Records from a dataset:
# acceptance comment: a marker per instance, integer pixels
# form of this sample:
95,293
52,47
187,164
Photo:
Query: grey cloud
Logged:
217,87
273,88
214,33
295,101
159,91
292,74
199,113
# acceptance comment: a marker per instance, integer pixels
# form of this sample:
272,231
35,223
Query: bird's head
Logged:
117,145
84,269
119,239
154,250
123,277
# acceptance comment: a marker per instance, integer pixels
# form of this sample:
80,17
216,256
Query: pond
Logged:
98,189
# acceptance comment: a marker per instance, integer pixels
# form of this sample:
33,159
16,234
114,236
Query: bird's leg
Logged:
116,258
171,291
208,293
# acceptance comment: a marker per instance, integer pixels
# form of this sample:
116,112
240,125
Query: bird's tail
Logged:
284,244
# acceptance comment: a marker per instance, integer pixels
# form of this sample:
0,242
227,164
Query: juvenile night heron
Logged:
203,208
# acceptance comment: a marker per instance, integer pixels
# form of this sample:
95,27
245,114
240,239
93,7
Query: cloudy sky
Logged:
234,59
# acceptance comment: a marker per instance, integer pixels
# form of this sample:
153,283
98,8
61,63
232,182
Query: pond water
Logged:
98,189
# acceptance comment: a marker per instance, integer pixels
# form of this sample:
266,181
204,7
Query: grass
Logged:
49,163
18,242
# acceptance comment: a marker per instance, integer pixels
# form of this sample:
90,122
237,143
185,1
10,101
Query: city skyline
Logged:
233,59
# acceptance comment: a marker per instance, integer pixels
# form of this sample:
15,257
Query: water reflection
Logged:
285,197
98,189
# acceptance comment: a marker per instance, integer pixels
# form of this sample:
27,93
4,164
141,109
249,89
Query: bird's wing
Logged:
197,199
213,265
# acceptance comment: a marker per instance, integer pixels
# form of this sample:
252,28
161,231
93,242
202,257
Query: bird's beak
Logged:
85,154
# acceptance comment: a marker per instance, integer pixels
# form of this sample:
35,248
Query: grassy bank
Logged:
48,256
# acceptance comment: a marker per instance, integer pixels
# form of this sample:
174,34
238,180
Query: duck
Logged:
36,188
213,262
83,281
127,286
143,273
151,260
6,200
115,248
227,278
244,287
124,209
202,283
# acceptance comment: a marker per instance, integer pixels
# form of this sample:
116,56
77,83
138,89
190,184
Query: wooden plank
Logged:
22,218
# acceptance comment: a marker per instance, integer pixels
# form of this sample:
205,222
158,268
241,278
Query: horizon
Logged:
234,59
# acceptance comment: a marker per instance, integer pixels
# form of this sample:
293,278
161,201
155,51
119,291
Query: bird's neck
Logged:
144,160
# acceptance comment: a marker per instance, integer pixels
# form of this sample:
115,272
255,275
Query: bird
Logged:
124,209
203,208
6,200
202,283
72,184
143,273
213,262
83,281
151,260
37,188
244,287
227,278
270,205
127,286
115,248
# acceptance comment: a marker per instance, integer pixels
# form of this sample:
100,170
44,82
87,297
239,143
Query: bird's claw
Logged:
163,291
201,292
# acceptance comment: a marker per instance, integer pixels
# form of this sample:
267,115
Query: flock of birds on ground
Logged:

** Exercise goal **
Nothing in the data above should change. Please copy it all.

** Answer section **
# acceptance comment: a marker per instance, integer pixels
# form of this sample:
95,293
52,47
187,164
Photo:
Query: grey cloud
Logged:
217,87
273,88
214,33
295,101
159,91
292,74
199,113
# acceptance comment: a marker per instance, integer pixels
# form of this sample:
272,231
35,223
Query: bird's head
Logged:
117,145
84,269
119,239
154,250
123,277
# acceptance comment: a marker per instance, integer pixels
# form of this sample:
80,17
216,256
Query: pond
Logged:
98,189
# acceptance comment: a marker per instance, integer pixels
# form of this sample:
33,159
16,234
114,236
Query: bird's leg
Logged:
116,258
171,291
208,293
# acceptance comment: a marker per instance, integer pixels
# form of this sample:
116,112
240,125
Query: bird's tail
Logged:
284,244
# acceptance comment: a marker per instance, integer pixels
# form of this sample:
0,242
227,164
Query: juvenile night heron
Logged:
203,208
# acceptance comment: a marker per instance, integer pixels
# form of this sample:
95,27
245,114
240,239
93,7
Query: cloudy sky
Logged:
234,59
# acceptance comment: a marker per instance, integer pixels
# form of this sample:
153,283
98,8
61,63
232,182
Query: pond water
Logged:
98,189
# acceptance comment: a marker per instance, integer pixels
# form of this sample:
266,181
204,7
Query: grass
Logged:
49,163
18,242
# acceptance comment: a marker per instance, integer pixels
# form of this sample:
90,122
237,143
185,1
10,101
Query: city skyline
Logged:
233,59
# acceptance comment: a marker per instance, integer pixels
# form of this sample:
15,257
Query: water reflection
Logged:
285,197
98,189
# acceptance comment: a marker per instance, integer pixels
# form of this sample:
27,93
4,164
141,109
249,89
Query: bird's wing
Logged:
197,199
213,265
# acceptance comment: a marker per instance, integer pixels
# form of this sample:
252,28
161,231
93,242
202,257
Query: bird's beak
Logged:
85,154
# acceptance comment: a marker per instance, integer pixels
# form of this sample:
35,248
Query: grassy bank
Logged:
48,256
# acceptance comment: a marker per instance, integer pixels
# form of this sample:
174,34
238,180
Query: duck
Logged:
36,188
213,262
83,281
127,286
143,273
151,260
6,200
115,248
227,278
244,287
124,209
202,283
# acceptance comment: a marker per instance, integer pixels
# form of this sample:
116,56
77,83
138,89
190,184
Query: wooden plank
Logged:
22,218
# acceptance comment: a marker per instance, integer pixels
# form of this sample:
205,222
158,268
241,278
Query: horizon
Logged:
234,59
# acceptance comment: a marker per instance, integer pixels
# form of this sample:
293,278
161,201
155,51
119,291
Query: bird's neck
Logged:
144,160
# acceptance comment: a marker per instance, integer pixels
# form of this sample:
115,272
255,275
Query: bird
Logged:
124,209
203,208
6,200
202,283
72,184
143,273
213,262
83,281
151,260
37,188
244,287
227,278
270,205
127,286
115,248
# acceptance comment: a marker per instance, integer pixels
# form of this sample:
100,170
44,82
87,297
239,143
Query: bird's claw
Logged:
163,291
201,292
# acceptance comment: a marker per instance, integer pixels
# form of this sample:
267,115
Query: flock of birds on ground
Logged:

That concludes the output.